| Given request |
Recast everything from the line containing "Where can the bald" down to the end of the records below as a numbered list, leaving out any blank lines.

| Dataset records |
■ ■ ■

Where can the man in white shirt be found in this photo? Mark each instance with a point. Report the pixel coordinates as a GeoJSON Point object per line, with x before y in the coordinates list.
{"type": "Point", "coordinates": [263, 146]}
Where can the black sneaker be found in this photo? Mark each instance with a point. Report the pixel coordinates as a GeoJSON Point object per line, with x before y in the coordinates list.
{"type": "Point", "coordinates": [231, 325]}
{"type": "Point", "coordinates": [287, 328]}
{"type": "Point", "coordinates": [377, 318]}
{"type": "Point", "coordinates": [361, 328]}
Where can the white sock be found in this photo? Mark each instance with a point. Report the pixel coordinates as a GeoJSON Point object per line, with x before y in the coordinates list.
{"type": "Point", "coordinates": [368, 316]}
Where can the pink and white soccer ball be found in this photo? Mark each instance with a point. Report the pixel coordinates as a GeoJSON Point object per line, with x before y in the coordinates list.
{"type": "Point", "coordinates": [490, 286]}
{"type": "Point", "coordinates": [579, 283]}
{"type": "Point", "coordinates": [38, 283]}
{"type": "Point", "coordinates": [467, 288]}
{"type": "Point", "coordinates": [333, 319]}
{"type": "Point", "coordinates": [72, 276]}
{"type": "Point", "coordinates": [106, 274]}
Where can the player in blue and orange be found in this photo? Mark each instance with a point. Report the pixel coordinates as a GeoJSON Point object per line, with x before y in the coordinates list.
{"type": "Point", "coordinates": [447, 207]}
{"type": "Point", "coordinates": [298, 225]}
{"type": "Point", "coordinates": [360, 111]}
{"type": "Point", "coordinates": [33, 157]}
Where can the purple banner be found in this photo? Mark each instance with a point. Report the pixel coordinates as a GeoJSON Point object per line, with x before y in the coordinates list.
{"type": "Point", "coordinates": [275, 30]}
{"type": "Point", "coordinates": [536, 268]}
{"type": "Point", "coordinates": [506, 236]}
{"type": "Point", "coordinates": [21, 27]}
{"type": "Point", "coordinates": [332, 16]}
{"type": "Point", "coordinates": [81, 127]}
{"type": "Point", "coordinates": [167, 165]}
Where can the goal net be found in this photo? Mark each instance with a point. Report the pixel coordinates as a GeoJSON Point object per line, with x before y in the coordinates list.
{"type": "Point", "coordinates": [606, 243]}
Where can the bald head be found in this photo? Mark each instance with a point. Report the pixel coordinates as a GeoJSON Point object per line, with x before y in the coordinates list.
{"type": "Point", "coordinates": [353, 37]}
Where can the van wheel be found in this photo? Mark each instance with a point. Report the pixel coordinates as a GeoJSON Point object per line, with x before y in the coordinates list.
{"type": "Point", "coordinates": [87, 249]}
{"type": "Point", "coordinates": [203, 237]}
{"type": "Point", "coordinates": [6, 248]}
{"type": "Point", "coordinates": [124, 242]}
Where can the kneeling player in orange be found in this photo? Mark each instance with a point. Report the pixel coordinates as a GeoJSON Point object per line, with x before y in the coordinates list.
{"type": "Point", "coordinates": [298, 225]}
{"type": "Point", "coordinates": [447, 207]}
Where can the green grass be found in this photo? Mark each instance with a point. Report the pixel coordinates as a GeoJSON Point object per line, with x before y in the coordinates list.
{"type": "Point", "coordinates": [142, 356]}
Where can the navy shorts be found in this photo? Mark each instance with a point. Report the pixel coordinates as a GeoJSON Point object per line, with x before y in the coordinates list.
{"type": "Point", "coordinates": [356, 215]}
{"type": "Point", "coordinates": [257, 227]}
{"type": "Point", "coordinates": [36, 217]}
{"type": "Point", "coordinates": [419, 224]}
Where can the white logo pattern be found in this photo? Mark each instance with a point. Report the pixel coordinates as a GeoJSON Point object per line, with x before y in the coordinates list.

■ ■ ■

| Response to this task |
1. Where can the bald head be found in this photo? Mark each instance with a point. Report the pixel coordinates as a GeoJSON Point object per line, with x before y in the coordinates list.
2. {"type": "Point", "coordinates": [353, 37]}
3. Where can the van wheel be found in this photo? Mark each instance with a point. Report the pixel coordinates as a GeoJSON Point object per line, with x before y in the coordinates list.
4. {"type": "Point", "coordinates": [87, 249]}
5. {"type": "Point", "coordinates": [203, 237]}
6. {"type": "Point", "coordinates": [6, 248]}
7. {"type": "Point", "coordinates": [124, 242]}
8. Where can the kneeling player in orange be found in this photo? Mark each instance with a point. Report the pixel coordinates as a GeoJSON Point object per line, with x before y in the coordinates list.
9. {"type": "Point", "coordinates": [298, 225]}
10. {"type": "Point", "coordinates": [447, 207]}
11. Where can the green grass be found in this photo? Mark each instance with a point. Report the pixel coordinates as a GeoJSON Point object per line, with x before y in the coordinates list.
12. {"type": "Point", "coordinates": [142, 356]}
13. Where can the navy shorts be found in this photo? Mark each instance with a point. Report the pixel coordinates as a GeoJSON Point object per line, with x before y in the coordinates list.
14. {"type": "Point", "coordinates": [356, 215]}
15. {"type": "Point", "coordinates": [257, 227]}
16. {"type": "Point", "coordinates": [36, 217]}
17. {"type": "Point", "coordinates": [419, 224]}
18. Where can the white logo pattern be found in this photo? Mark each instance with a point. Report the pixel coordinates as a GeoJSON Point object per line, with x before y in the coordinates list.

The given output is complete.